What you need to do » Transcribe all of the data exactly, leaving nothing out.

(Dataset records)
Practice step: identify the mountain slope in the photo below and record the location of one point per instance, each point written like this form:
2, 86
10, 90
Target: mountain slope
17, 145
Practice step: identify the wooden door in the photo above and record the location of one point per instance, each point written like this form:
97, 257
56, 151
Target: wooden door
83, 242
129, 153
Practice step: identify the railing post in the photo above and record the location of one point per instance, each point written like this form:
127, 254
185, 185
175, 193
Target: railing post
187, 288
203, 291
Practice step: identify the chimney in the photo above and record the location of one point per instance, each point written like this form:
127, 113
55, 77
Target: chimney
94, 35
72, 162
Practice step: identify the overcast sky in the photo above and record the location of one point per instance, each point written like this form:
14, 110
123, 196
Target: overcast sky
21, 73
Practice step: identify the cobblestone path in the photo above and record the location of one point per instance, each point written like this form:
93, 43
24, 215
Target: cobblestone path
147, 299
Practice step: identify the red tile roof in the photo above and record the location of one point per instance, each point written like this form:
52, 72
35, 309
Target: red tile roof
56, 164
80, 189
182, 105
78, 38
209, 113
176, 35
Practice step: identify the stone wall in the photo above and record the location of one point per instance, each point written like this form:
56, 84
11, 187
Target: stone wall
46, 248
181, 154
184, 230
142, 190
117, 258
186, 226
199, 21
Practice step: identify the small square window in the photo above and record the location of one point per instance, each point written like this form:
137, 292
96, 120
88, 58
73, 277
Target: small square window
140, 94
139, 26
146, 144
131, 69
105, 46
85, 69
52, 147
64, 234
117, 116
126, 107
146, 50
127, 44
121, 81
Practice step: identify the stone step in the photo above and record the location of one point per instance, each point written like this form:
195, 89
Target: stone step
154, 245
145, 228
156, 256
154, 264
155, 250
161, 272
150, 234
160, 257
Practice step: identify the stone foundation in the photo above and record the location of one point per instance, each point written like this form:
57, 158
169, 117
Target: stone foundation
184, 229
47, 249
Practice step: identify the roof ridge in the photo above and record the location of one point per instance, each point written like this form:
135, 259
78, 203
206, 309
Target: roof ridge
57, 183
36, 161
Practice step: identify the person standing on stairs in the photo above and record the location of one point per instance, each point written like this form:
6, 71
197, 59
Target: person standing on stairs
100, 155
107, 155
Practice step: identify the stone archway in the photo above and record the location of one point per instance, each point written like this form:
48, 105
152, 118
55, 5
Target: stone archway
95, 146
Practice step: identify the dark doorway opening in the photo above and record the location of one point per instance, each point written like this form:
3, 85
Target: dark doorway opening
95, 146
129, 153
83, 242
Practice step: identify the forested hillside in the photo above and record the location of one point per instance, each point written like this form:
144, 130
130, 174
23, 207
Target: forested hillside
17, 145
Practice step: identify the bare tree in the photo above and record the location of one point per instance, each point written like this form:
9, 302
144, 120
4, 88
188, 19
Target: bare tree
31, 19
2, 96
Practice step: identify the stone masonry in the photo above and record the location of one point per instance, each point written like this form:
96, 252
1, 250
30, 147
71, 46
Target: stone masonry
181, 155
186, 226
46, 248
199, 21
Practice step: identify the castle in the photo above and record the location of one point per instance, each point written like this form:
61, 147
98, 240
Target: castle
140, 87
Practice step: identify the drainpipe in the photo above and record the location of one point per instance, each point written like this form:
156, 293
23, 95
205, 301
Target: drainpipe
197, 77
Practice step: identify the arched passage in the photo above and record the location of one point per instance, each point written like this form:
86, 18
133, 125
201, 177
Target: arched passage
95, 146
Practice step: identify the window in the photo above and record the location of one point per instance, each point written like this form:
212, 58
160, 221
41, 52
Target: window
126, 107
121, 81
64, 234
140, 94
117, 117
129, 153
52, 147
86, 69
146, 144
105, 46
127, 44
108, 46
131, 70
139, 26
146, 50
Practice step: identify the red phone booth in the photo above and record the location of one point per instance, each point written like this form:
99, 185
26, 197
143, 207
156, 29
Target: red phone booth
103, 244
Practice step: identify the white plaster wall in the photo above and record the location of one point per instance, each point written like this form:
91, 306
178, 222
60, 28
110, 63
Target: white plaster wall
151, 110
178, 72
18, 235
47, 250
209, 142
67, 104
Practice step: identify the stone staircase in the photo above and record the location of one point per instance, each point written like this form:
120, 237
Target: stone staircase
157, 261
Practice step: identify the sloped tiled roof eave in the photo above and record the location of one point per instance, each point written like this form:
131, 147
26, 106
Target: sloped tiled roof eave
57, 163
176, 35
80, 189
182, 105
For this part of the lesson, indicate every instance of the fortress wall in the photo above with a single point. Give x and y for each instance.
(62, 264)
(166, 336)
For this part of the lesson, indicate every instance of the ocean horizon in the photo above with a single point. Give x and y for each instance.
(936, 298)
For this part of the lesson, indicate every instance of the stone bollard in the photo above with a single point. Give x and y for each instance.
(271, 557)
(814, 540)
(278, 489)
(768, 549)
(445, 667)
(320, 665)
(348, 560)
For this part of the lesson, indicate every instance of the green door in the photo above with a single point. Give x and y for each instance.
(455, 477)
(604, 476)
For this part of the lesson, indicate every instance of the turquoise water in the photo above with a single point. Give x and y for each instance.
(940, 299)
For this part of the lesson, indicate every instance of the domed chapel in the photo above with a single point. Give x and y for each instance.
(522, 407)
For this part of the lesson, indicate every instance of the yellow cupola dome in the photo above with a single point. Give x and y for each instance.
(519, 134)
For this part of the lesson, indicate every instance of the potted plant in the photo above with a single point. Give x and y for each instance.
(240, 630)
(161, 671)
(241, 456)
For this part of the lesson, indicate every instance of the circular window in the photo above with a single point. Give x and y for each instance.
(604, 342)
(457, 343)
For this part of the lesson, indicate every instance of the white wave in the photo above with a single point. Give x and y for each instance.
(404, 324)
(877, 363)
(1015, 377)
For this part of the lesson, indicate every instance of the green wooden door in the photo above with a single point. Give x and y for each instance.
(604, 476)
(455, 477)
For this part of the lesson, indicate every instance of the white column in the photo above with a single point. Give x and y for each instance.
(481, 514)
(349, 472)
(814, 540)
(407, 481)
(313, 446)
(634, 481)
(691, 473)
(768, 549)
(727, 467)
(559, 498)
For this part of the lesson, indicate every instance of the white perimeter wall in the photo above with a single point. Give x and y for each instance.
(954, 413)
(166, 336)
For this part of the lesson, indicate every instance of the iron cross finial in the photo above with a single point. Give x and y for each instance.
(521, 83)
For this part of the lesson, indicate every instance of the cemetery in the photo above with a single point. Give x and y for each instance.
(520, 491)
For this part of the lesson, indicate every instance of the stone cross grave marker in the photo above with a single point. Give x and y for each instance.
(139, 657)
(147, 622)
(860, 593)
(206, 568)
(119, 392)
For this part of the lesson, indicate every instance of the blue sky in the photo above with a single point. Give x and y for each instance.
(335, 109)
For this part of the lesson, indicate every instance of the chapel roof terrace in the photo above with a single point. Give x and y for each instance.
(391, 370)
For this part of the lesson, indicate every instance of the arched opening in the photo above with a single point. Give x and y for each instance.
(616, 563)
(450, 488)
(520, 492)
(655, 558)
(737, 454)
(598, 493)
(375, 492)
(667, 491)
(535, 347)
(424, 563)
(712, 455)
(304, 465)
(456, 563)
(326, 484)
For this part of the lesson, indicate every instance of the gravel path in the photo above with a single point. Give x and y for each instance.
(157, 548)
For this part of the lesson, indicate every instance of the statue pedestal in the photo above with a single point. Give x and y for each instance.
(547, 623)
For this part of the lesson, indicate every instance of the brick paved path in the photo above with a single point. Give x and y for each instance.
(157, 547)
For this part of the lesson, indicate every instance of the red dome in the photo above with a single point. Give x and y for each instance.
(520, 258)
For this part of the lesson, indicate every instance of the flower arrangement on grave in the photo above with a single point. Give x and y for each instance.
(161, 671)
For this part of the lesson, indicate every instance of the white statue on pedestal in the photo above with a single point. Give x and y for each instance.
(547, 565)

Answer to the exercise »
Practice step: identify the mountain slope in the photo below and record the location of one point per instance, each point written like this form:
2, 86
10, 90
Target: mountain slope
17, 145
Practice step: identify the wooden door in the photo above and record the location of one point per instance, each point written like this form:
97, 257
56, 151
Target: wooden door
83, 242
129, 153
Practice step: identify the railing post in the photo above and record the location of one point per instance, each point written like this form:
127, 254
185, 185
175, 193
Target: railing post
187, 288
203, 291
Practice step: identify the chimney in the photo above and record the location of one point per instance, each point written like this form:
127, 113
55, 77
Target: chimney
94, 35
72, 162
Practice step: identify the overcast sky in the photo above and record the location of one point per instance, each point written like this form:
14, 110
123, 196
Target: overcast sky
21, 73
Practice step: identify the cobblestone path in the photo above and record the location of one point per instance, each point written like this form:
93, 43
24, 215
Target: cobblestone path
147, 299
Practice step: identify the red tile roof in the photo above and record the location of one point per instance, each point written like this form:
52, 72
35, 309
Target: red tile roof
56, 164
80, 189
182, 105
78, 38
209, 113
176, 35
Practice step: identify the stone wall in the photo above and record the location of one point per instance, each point written like this form:
56, 84
11, 187
Target: stone wall
46, 248
181, 154
184, 230
142, 190
117, 258
186, 226
199, 21
Practice step: identify the small square window in the photo above and record the location of one point per instance, each point written like this form:
137, 292
96, 120
88, 58
73, 277
Target: small square window
140, 94
139, 26
146, 144
131, 69
105, 46
85, 69
52, 147
64, 234
117, 116
126, 107
146, 50
127, 44
121, 81
Practice step: identify the stone step in the photo above and record the location of one point per instance, each point written like this form:
195, 89
Target: stone step
154, 245
145, 228
156, 256
154, 264
155, 250
161, 272
150, 234
160, 257
Practice step: identify the stone foundation in the photo above and record the location of one point per instance, each point written like this form:
57, 158
169, 117
Target: stone foundation
184, 229
47, 249
Practice step: identify the roof ridge in the photo above and record the location of one point per instance, each point written like this form:
135, 259
78, 203
206, 309
Target: roof ridge
57, 183
36, 161
Practice step: identify the person standing on stairs in the photo above and record the location of one point per instance, each point written like this form:
6, 71
197, 59
Target: person standing on stairs
100, 155
107, 155
Practice step: identify the stone archway in the photo above and record the location of one point per instance, each point written like this form:
48, 105
152, 118
55, 5
Target: stone archway
95, 146
Practice step: identify the dark doorway opening in the photo above and record the location of one point per instance, each point written like this form:
3, 85
Target: dark doorway opening
95, 146
129, 153
83, 242
Practice step: identify the forested hillside in the photo above and record the location of one point per instance, each point written like this form:
144, 130
130, 174
23, 207
Target: forested hillside
17, 145
Practice step: identify the bare tree in the photo above and record the location of one point per instance, each point written like this form:
9, 302
144, 120
4, 88
188, 19
Target: bare tree
31, 19
2, 96
Practice step: identify the stone masonry in the photo above and record the location of one point per instance, each point written like this form:
96, 252
1, 250
30, 147
71, 46
Target: stone masonry
181, 155
186, 226
46, 248
199, 21
Practice step: identify the castle in the photo above and record the location of one point per instance, each point written like this form:
61, 147
98, 240
Target: castle
140, 87
Practice step: identify the drainpipe in the photo above and record the location of one point per instance, each point written like this form:
156, 293
23, 95
205, 301
Target: drainpipe
197, 77
Practice step: identify the arched passage in the photo above and record the location of one point per instance, each point written like this form:
86, 18
133, 125
201, 177
Target: arched passage
95, 146
Practice step: identify the window in the photo above and record the location of one point per instance, each point written like this form:
212, 58
160, 221
41, 52
Target: window
126, 107
121, 81
64, 234
140, 94
117, 117
129, 153
52, 147
86, 69
146, 144
105, 46
127, 44
108, 46
131, 70
139, 26
146, 50
Practice step: identify the red phone booth in the photo above and record the location of one point per instance, each point written like this form:
99, 185
26, 197
143, 207
156, 29
Target: red phone booth
103, 244
Practice step: identify the white plaster wall in the photo above and record the location of one point per instance, each point written like this form:
91, 306
178, 222
60, 28
110, 63
Target: white plaster wall
151, 110
178, 72
18, 235
47, 250
209, 142
67, 104
Practice step: identify the stone staircase in the photo above and record the location of one point per instance, each point written like this form:
120, 237
Target: stone staircase
157, 261
Practice step: identify the sloped tiled roof eave in the photo above and record the location of one point per instance, each point written like this form:
131, 147
26, 106
Target: sloped tiled roof eave
57, 163
176, 35
80, 189
182, 105
For this part of the lesson, indicate every instance of the fortress wall in the photo above with a single point. Give x and y for each instance.
(62, 264)
(166, 336)
For this part of the lesson, indicate every instance of the ocean horizon in the photo above with a single point. Give x and y for each instance.
(936, 298)
For this part of the lesson, indicate every instance of the stone bollard in the photo above with a single point. Give x and y for each instance.
(271, 557)
(814, 540)
(278, 489)
(768, 549)
(445, 667)
(320, 665)
(348, 560)
For this part of the lesson, indicate every instance of the green door in the photo above with a single point. Give x and y for each instance.
(455, 477)
(604, 476)
For this part of the lesson, indicate every instance of the turquoise water in the photo above with a single point. Give x and y for each instance.
(940, 299)
For this part of the lesson, indicate every instance of the domed chapel in the photo above with a single point. Give x and y for each instance.
(522, 407)
For this part of the lesson, indicate every instance of the yellow cupola dome in the photo above with a single point. Give x and y for each instance.
(519, 134)
For this part of the lesson, indicate every instance of the potted plant in the photo above with a single point. Give x and y for each instance.
(240, 630)
(161, 671)
(241, 456)
For this part of the lesson, indicate every instance of the circular window in the photo above with a single point. Give x and y for each instance.
(604, 342)
(457, 343)
For this part of the lesson, indicate every instance of the white wave in the photo above with a single point. Give x and y for each instance.
(404, 324)
(877, 363)
(1015, 377)
For this part of the lesson, indicate every instance of the green wooden door in the photo above with a single point. Give x and y for each instance.
(604, 476)
(455, 477)
For this part of the lesson, indicate every instance of the white column in the photo above with a single point. Give x and y for each instance.
(481, 514)
(349, 472)
(814, 540)
(407, 481)
(313, 446)
(634, 481)
(691, 473)
(768, 549)
(727, 467)
(559, 498)
For this part of the lesson, indicate every instance of the white perimeter wall in the photo above with a single point. Give x and y for each instance.
(954, 413)
(166, 336)
For this part of the lesson, indicate every instance of the iron cross finial in the photo above with a single point. Give x and y for each instance.
(521, 83)
For this part of the lesson, indicate every instance of the cemetery in the photo above with a single point. Give x and y for each instance.
(520, 491)
For this part of the lesson, indicate every instance of the stone cross grave marker in the photo above with a single point. Give x and y for each instance.
(139, 657)
(147, 622)
(860, 593)
(206, 568)
(119, 392)
For this part of the lesson, indicate every instance of the blue sky in the photo above with a single point. Give x and y for each instance.
(335, 109)
For this part of the lesson, indicate every instance of the chapel roof terrace in the photo above with a single point. Give x and y for each instance.
(391, 370)
For this part of the lesson, indicate every instance of the arched opening in the photo above with a single point. Give x and y for each instance.
(616, 563)
(450, 488)
(520, 492)
(655, 558)
(737, 454)
(598, 493)
(375, 492)
(667, 491)
(535, 347)
(424, 563)
(712, 455)
(304, 465)
(456, 563)
(326, 484)
For this part of the lesson, indicate every instance of the gravel path in the photo above with a single point. Give x and y for each instance.
(157, 548)
For this part of the lesson, indicate every instance of the statue pedestal in the photo above with a single point. Give x and y for each instance.
(547, 623)
For this part of the lesson, indicate every instance of the brick paved path in the photo above with a single point. Give x and y for each instance.
(157, 547)
For this part of the lesson, indicate every instance of the red dome in the photo above with a single point. Give x and y for each instance.
(520, 258)
For this part of the lesson, indicate every instance of the flower arrangement on grave in the photo above with a single point. Give x and y for each instance.
(161, 671)
For this part of the lesson, indicate every instance of the white statue on pedestal in the photo above with a single point. Give x and y for each instance.
(547, 565)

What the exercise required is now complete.